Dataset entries
◇ ◇ ◇ ◇ ◇ ◇ ◇
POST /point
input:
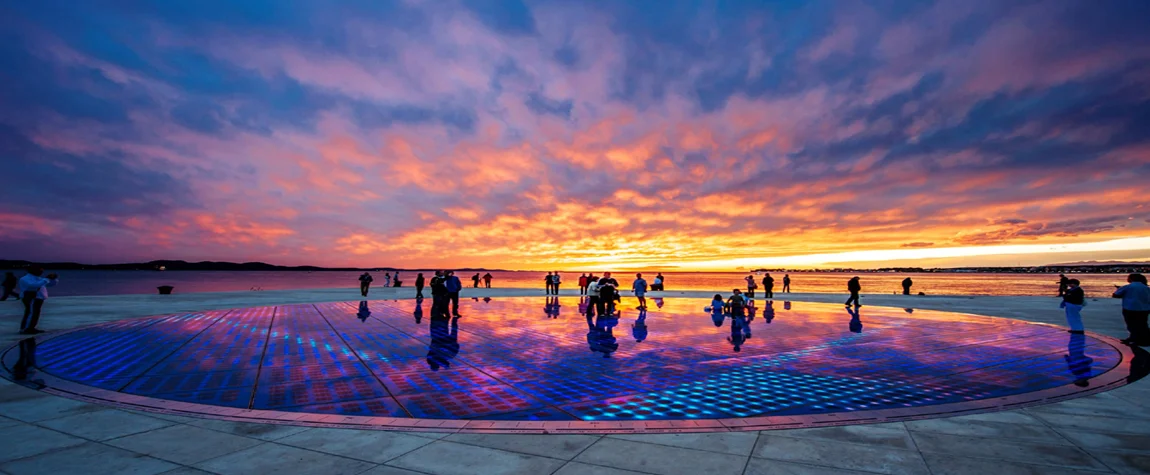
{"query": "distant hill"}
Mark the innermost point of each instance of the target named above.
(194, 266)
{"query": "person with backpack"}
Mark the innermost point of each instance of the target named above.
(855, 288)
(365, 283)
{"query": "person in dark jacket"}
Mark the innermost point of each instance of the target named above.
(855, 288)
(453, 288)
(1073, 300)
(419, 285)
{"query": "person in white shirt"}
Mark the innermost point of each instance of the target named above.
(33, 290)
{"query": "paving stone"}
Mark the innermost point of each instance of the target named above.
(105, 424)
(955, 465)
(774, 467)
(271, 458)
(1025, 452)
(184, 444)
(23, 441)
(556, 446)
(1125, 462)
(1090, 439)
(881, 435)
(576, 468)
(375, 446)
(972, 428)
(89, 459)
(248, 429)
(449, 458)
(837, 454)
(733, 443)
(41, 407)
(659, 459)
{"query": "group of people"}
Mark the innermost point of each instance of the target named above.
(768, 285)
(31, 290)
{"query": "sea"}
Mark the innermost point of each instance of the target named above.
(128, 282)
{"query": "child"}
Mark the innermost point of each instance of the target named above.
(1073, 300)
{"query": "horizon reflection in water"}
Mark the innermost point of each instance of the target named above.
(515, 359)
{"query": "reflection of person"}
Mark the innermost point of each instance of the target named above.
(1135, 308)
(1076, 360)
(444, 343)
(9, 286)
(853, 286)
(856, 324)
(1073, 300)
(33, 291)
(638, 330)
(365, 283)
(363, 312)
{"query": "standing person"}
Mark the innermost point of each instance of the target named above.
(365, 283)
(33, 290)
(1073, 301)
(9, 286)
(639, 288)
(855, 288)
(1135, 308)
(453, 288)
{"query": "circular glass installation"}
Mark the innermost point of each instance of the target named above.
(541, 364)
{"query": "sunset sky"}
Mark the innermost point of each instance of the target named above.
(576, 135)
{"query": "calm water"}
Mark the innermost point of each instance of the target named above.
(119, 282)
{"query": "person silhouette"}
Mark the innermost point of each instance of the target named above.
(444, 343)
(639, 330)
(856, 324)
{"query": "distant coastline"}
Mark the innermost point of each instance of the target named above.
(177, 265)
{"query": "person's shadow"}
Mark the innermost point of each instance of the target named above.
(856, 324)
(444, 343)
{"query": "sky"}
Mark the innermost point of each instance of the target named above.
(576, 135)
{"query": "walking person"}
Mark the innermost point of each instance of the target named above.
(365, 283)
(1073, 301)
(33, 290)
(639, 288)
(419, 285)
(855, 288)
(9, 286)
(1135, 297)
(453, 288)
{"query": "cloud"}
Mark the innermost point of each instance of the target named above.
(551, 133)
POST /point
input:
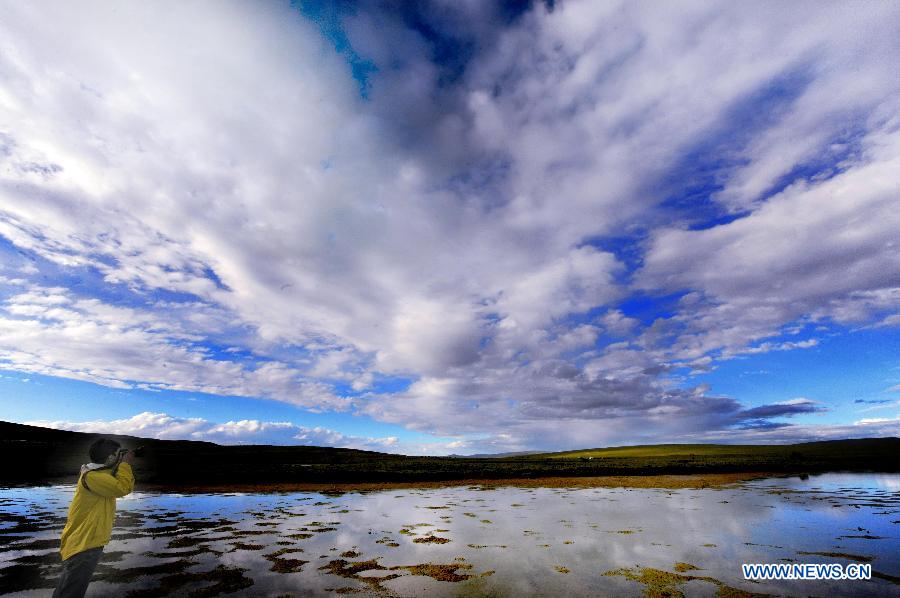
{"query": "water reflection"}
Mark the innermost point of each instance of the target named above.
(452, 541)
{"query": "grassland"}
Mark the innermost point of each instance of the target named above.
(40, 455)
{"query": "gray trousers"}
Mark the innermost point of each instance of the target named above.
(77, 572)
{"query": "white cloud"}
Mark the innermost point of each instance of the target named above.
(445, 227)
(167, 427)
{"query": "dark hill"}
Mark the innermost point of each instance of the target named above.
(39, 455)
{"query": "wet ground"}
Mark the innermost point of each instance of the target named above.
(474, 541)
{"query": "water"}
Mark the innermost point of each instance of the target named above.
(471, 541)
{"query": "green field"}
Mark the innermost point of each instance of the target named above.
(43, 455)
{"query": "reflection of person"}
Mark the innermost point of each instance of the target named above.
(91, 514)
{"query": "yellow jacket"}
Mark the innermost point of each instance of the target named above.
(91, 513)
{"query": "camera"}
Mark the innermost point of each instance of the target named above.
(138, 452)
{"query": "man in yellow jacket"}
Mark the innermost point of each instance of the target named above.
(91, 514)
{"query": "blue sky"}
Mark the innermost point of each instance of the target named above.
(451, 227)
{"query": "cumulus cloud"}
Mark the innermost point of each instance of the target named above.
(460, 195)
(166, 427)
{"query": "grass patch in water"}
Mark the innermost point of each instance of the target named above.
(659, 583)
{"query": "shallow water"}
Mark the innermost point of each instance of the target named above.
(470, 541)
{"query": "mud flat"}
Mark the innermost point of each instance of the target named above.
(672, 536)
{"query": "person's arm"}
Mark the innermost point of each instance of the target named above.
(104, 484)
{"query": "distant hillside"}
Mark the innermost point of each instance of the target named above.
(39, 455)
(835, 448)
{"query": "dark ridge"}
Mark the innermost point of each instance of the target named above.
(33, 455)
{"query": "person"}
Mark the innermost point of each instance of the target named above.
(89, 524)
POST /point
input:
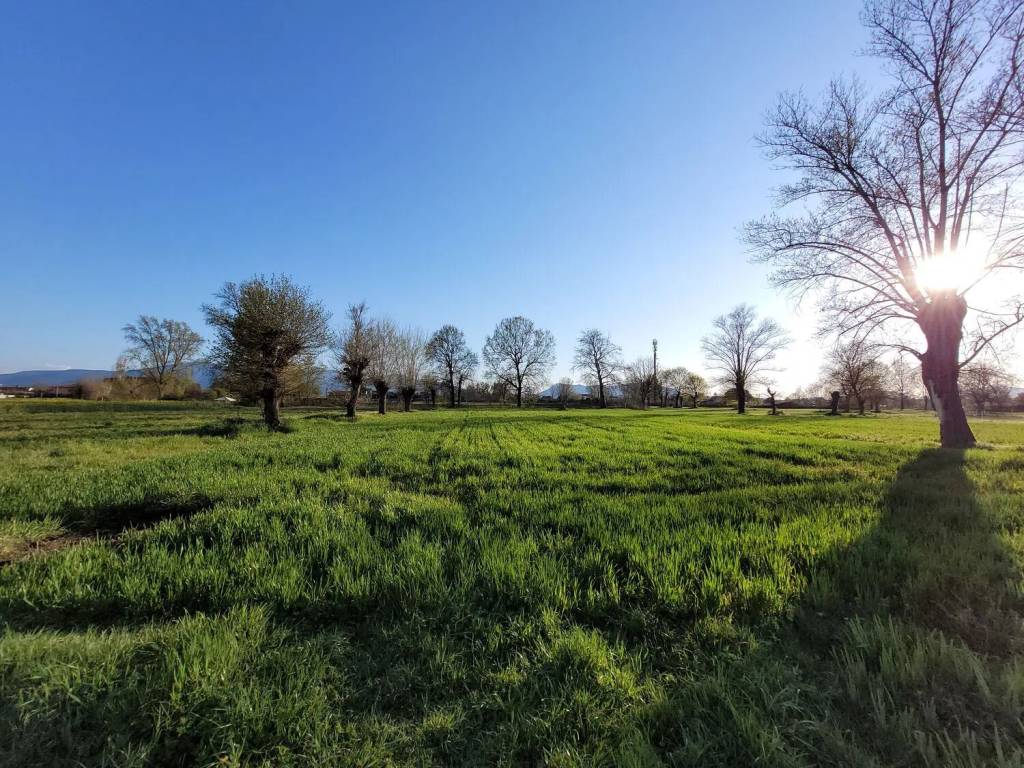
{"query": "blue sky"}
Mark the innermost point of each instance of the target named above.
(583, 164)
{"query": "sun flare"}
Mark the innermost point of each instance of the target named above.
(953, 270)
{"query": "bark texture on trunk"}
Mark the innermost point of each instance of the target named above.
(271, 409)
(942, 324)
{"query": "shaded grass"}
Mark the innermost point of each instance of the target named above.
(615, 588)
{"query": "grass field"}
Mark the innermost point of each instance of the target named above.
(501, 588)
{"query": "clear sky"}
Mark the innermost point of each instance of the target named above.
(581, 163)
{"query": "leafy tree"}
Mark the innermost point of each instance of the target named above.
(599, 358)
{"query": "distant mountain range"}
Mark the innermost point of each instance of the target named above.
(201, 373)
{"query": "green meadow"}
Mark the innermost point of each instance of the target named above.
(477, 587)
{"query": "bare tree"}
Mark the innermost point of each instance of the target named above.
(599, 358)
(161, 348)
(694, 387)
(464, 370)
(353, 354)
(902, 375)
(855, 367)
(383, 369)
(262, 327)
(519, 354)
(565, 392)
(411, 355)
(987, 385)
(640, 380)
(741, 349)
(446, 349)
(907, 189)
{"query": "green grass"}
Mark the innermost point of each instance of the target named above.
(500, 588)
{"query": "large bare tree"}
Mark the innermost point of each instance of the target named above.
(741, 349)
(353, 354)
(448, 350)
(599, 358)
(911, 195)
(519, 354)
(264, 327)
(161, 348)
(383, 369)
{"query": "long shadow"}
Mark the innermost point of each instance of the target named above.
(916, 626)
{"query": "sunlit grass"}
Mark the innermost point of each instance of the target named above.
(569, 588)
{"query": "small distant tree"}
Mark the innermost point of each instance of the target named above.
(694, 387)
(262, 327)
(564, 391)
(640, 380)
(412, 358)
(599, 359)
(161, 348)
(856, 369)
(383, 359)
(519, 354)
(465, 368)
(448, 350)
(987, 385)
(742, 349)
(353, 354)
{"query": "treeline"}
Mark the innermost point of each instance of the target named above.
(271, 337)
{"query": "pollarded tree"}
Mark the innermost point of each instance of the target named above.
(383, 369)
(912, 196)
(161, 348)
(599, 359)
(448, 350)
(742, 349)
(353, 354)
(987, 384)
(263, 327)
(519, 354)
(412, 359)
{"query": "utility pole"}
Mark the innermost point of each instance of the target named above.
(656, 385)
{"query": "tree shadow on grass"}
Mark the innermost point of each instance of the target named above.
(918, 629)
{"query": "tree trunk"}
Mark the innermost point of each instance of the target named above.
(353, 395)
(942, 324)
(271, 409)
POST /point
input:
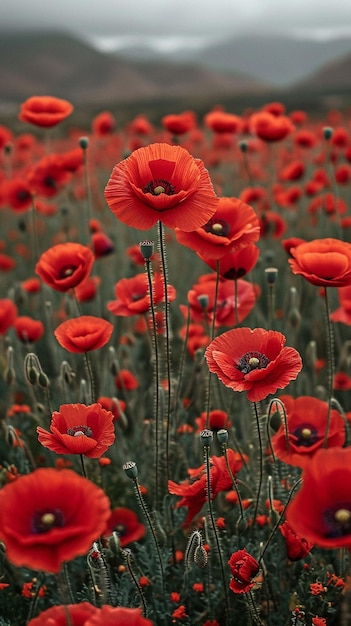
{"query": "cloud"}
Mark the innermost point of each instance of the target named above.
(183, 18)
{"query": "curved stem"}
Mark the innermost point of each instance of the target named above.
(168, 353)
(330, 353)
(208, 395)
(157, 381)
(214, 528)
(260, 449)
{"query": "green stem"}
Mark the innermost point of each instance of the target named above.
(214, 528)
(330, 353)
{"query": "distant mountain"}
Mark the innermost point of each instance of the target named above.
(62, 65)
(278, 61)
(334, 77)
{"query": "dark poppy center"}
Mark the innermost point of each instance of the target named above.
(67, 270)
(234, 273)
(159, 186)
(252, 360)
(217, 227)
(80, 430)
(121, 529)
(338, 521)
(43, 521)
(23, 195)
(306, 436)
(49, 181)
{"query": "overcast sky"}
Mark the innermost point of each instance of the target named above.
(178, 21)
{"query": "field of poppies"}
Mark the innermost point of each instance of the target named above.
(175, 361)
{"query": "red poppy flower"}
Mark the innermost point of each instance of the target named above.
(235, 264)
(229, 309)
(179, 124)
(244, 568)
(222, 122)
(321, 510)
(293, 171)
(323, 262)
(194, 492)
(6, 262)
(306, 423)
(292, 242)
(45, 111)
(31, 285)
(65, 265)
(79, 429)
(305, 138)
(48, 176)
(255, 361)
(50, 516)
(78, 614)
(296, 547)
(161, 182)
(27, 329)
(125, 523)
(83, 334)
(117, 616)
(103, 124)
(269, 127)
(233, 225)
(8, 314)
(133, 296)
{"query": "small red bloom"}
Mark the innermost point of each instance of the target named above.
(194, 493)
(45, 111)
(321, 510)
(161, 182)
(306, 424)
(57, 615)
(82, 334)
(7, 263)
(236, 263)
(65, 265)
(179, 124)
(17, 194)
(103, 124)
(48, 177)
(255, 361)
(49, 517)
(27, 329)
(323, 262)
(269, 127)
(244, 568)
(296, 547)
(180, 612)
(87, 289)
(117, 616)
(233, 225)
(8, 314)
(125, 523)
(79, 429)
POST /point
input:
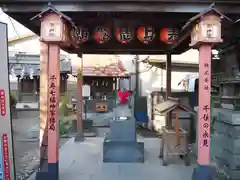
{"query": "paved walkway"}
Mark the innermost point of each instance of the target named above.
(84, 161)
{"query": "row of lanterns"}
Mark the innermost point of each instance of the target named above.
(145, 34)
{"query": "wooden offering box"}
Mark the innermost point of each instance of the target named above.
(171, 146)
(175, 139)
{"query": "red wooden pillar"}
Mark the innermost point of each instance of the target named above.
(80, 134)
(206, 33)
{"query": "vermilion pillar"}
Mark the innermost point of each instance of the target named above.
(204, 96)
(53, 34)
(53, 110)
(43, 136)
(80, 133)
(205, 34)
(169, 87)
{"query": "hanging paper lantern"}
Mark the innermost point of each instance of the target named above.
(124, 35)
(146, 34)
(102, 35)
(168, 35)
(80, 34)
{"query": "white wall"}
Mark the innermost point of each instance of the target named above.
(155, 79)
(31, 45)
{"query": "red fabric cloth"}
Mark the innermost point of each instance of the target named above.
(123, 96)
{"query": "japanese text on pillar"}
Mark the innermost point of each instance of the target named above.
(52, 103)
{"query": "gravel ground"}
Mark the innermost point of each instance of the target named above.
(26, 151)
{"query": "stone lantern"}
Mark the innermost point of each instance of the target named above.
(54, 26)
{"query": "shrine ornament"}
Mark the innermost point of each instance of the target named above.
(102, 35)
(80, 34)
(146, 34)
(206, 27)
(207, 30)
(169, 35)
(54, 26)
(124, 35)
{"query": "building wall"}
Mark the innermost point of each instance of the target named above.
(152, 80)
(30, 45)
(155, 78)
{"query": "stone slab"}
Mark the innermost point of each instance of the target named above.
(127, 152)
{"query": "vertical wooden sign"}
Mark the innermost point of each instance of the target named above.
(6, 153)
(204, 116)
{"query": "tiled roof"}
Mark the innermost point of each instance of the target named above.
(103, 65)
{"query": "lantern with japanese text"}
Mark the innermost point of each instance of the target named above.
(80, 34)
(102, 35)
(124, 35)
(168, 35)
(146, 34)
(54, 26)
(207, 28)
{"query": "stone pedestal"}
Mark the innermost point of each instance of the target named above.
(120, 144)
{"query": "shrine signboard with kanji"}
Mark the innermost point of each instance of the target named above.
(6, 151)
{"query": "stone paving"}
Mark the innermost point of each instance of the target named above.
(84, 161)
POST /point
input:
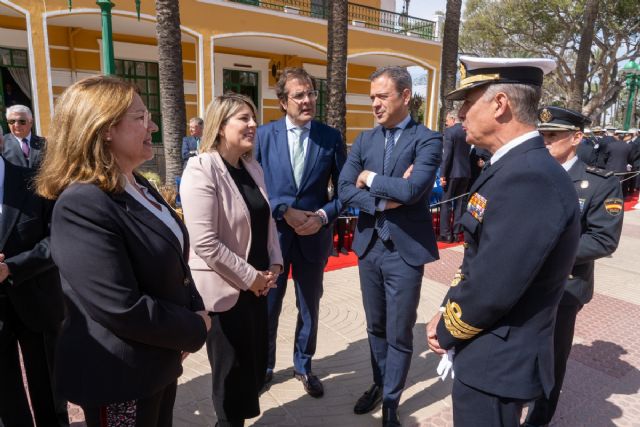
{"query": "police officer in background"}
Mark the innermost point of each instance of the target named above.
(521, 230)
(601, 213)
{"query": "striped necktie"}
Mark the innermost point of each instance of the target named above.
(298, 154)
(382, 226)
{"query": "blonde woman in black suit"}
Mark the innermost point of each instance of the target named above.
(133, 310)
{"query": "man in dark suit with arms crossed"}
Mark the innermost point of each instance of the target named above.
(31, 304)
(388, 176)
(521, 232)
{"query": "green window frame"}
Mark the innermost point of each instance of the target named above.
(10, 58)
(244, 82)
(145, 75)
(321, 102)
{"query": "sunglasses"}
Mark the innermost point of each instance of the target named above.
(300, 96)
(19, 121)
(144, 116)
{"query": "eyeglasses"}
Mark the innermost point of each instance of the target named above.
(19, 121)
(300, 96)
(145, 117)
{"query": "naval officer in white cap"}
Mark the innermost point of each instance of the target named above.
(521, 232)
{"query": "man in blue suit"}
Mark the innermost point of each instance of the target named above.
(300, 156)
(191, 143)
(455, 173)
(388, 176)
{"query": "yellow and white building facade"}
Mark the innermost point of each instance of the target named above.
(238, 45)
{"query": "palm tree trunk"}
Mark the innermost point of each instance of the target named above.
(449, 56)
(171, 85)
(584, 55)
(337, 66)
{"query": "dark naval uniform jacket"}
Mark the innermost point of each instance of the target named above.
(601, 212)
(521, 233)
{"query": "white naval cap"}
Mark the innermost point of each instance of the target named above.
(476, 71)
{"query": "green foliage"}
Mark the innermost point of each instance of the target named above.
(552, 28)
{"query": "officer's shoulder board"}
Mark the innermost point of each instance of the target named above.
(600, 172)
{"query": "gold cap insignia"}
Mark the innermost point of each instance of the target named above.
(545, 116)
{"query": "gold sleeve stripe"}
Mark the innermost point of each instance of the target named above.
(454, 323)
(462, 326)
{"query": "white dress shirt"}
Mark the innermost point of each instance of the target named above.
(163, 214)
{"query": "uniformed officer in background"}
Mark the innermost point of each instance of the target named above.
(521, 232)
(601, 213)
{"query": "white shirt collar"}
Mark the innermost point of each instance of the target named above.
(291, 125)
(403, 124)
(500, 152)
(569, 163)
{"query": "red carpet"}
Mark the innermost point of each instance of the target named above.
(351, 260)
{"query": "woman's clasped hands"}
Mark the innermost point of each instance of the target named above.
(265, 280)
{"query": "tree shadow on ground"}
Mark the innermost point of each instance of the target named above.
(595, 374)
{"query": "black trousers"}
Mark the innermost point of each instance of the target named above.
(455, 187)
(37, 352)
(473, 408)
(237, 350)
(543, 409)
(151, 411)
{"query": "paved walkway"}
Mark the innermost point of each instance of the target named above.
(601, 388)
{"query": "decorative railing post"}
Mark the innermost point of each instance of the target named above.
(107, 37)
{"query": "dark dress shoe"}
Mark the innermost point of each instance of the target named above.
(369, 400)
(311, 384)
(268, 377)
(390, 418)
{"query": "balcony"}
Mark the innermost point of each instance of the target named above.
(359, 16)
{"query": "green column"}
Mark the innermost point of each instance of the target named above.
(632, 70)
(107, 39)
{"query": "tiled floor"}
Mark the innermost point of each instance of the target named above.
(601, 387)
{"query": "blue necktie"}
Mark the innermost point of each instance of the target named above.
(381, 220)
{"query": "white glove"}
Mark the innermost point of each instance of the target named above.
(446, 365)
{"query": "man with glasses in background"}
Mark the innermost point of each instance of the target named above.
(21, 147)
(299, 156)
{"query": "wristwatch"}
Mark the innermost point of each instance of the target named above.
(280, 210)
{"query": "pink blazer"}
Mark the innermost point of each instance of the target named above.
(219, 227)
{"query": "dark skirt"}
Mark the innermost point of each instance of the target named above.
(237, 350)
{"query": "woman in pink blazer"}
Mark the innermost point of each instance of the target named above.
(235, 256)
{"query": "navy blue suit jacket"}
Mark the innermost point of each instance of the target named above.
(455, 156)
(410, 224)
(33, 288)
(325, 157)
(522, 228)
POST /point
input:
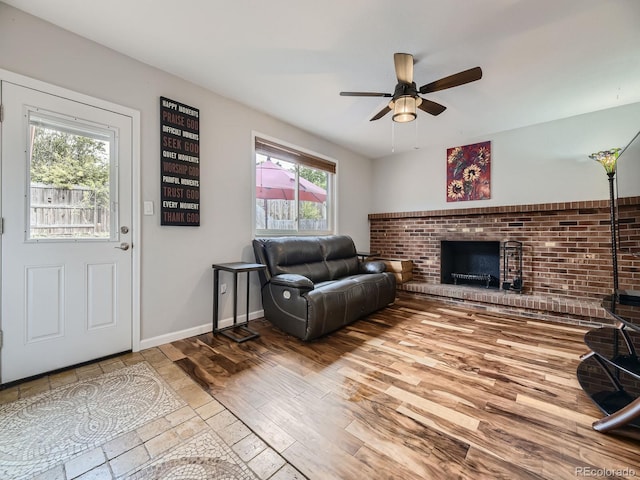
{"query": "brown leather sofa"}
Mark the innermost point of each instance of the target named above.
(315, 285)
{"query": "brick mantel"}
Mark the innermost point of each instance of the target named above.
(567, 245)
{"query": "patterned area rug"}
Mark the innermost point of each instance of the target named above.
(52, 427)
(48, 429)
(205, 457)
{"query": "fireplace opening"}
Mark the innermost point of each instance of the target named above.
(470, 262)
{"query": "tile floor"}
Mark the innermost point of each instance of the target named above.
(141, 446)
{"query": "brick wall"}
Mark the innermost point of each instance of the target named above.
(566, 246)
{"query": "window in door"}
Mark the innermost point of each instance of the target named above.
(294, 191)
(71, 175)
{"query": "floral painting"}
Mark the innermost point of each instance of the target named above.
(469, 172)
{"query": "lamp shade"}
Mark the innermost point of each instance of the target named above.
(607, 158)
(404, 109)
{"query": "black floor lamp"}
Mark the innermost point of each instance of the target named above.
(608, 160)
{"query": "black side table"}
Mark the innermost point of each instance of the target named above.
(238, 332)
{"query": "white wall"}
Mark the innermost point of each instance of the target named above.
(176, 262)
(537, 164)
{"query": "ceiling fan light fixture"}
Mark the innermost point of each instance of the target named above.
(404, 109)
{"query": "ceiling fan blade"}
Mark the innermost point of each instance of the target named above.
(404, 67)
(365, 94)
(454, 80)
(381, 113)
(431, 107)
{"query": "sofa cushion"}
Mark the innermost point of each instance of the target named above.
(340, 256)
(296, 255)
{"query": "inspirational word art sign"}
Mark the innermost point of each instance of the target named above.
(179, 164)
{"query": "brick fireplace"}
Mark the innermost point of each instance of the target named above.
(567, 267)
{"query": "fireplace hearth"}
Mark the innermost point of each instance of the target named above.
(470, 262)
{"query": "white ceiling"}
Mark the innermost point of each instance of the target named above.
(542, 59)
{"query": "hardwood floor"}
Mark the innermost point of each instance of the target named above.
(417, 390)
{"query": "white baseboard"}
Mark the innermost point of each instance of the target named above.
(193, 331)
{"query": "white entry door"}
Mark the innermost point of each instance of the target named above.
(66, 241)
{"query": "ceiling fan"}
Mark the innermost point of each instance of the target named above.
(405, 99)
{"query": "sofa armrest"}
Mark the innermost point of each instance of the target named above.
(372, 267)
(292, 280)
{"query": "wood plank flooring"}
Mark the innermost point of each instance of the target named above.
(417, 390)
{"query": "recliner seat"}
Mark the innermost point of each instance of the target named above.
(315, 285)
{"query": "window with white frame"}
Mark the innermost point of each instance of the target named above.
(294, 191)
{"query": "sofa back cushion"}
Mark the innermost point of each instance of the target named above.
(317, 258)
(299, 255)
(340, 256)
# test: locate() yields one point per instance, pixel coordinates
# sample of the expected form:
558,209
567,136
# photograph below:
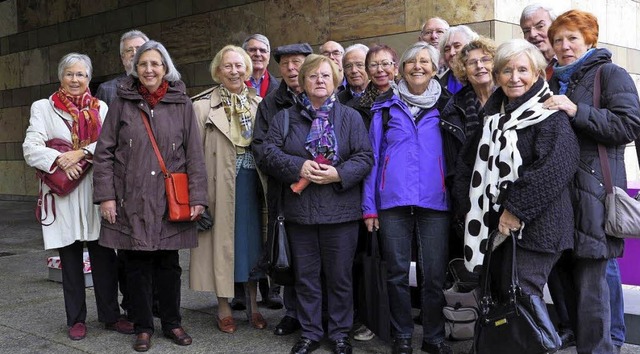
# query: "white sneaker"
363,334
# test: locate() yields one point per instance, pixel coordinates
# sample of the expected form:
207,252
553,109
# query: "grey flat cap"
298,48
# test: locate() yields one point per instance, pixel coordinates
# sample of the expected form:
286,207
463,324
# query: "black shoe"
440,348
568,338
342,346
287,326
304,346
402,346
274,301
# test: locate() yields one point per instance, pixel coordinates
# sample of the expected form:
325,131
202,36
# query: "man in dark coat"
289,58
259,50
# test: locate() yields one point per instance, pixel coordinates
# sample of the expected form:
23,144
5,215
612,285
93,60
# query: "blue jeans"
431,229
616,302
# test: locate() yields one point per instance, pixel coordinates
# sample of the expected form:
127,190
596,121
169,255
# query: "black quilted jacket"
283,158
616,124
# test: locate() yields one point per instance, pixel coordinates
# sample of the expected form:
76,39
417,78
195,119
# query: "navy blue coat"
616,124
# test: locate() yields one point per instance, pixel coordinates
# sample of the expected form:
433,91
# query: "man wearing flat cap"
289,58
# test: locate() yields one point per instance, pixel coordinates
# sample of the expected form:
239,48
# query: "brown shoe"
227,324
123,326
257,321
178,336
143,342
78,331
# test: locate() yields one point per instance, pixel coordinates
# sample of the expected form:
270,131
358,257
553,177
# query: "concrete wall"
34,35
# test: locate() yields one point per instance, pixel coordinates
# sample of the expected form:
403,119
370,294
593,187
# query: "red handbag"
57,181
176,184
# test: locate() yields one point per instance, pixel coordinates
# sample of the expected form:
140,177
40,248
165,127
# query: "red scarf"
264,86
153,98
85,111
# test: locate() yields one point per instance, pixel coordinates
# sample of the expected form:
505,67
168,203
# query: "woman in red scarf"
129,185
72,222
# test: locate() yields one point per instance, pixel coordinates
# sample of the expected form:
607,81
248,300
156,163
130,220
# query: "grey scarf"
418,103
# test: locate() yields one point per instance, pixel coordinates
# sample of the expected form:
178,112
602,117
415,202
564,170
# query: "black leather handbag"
◇ ◇ ◇ ◇ ◇ ◇ ◇
▶ **Assignment**: Work out how many lines in the data hold the word "pillar"; reply with the number alone.

▶ **Answer space**: 3